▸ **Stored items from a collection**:
BEGIN
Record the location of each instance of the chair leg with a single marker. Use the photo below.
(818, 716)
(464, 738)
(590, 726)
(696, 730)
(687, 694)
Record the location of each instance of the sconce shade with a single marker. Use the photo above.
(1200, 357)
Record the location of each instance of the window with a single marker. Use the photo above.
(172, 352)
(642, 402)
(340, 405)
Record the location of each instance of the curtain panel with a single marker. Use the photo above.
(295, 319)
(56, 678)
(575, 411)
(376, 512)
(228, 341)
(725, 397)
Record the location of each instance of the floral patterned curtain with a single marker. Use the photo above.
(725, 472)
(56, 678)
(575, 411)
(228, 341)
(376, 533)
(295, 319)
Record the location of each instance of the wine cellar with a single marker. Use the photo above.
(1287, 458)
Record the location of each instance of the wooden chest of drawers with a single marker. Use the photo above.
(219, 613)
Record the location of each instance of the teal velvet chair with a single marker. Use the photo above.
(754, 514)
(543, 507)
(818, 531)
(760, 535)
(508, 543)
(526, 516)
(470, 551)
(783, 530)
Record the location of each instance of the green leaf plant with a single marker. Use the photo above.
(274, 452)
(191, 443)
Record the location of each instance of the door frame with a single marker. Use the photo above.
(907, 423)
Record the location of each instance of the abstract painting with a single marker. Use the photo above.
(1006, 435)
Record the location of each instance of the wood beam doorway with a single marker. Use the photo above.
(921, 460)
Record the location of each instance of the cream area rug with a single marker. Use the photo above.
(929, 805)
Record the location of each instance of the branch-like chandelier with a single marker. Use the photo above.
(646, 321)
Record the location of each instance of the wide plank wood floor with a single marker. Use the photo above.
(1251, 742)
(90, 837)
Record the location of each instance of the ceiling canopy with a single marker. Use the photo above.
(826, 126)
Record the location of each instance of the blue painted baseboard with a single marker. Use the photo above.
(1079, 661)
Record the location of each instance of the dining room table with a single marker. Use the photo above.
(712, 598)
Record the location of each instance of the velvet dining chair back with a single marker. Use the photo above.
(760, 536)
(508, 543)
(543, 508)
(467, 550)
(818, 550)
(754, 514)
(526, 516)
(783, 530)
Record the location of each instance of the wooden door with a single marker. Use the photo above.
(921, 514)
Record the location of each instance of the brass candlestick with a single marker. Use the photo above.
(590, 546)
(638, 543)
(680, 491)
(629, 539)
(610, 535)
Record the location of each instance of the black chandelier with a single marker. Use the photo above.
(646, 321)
END
BEGIN
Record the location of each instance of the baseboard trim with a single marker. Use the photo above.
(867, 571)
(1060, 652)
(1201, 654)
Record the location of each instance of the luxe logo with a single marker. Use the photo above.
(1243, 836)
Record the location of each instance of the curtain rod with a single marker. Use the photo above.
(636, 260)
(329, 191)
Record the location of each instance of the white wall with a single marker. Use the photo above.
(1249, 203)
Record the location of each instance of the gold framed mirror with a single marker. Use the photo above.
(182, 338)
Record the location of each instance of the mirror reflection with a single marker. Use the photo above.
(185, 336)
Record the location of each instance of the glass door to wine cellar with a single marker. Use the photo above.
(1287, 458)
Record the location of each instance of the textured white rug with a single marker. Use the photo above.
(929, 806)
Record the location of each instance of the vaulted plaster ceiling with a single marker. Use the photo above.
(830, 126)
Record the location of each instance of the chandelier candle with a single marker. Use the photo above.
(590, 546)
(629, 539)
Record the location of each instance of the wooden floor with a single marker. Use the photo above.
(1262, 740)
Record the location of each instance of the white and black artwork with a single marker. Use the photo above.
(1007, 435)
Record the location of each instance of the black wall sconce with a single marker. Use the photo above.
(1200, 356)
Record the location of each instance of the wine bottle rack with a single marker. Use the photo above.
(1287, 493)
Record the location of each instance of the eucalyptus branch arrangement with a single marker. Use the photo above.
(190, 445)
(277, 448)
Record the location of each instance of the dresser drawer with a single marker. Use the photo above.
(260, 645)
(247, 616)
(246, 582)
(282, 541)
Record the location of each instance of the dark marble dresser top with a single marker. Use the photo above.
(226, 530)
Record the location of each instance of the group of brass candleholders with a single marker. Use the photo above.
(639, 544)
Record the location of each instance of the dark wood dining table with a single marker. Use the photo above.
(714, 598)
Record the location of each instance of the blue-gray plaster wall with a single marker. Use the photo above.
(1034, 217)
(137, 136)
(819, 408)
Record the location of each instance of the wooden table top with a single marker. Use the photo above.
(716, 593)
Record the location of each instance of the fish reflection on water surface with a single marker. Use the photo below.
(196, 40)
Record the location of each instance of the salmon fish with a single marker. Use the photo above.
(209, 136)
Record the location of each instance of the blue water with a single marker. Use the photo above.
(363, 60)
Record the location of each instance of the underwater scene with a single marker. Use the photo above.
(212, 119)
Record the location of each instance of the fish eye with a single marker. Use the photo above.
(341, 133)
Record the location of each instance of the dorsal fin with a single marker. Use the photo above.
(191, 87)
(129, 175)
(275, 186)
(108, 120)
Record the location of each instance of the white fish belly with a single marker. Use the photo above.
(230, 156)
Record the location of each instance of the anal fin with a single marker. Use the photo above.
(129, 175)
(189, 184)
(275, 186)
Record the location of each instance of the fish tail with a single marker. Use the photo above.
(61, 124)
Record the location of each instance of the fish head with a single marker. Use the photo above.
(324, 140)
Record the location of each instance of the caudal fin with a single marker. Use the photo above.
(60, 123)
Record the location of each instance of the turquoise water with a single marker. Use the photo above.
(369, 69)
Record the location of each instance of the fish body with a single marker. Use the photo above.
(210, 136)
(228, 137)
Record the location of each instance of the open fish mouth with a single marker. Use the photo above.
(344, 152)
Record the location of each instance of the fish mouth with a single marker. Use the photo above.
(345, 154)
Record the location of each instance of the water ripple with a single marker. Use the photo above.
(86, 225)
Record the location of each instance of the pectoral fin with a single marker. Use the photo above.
END
BEGIN
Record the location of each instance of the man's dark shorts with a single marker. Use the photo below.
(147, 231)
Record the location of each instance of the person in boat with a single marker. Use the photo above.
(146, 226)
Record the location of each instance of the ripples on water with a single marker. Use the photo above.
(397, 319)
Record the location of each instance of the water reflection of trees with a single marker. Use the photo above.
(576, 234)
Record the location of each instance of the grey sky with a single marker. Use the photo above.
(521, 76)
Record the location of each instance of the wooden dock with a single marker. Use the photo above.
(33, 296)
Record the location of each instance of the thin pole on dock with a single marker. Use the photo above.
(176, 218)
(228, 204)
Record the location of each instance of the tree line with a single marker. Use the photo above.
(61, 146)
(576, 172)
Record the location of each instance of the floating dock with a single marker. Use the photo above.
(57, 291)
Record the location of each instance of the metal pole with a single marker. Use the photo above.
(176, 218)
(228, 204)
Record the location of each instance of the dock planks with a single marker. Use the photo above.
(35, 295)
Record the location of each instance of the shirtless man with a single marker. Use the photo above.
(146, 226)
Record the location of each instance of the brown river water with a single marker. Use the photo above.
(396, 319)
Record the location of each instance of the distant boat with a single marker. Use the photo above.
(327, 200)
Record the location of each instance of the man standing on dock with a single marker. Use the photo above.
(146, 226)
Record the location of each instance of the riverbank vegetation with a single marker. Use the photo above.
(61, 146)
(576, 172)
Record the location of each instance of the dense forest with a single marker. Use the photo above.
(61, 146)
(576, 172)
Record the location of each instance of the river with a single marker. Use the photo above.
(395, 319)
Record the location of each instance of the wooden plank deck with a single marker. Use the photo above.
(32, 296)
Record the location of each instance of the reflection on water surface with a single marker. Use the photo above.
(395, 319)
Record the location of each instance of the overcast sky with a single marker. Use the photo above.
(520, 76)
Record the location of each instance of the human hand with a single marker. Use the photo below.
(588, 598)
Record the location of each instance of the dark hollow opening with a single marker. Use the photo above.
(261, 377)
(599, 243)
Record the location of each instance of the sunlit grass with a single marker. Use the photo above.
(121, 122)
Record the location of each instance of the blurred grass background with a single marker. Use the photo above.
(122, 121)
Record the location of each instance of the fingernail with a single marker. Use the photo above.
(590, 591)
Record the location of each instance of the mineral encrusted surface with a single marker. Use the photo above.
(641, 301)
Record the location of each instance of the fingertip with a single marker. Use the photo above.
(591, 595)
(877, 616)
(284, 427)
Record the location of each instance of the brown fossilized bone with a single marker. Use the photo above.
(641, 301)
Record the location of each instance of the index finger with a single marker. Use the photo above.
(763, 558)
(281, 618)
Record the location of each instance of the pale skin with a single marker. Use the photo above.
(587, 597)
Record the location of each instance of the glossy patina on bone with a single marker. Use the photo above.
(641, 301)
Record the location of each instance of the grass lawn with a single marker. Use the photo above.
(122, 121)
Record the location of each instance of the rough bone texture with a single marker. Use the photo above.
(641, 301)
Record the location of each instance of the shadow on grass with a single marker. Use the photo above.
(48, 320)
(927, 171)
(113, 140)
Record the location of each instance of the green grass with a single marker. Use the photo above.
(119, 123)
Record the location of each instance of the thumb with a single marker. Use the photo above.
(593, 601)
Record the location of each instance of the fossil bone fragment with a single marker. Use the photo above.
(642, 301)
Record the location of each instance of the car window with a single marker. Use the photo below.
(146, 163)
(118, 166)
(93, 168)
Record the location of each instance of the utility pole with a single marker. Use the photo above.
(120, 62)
END
▸ **Objective**:
Locate every line in the records above that contains the word "white" and copy each one out, treating uppercase and lowercase as different.

▸ **Result**:
Record the location of each instance of the white wall with a single marker. Use the photo above.
Record the location of each instance of the textured white rug with a single marker. Use the photo above.
Record the location of each instance of the white and black artwork with a single marker. Use the photo above.
Record the location of each instance of the white fish belly with a single marker. Use the photo above.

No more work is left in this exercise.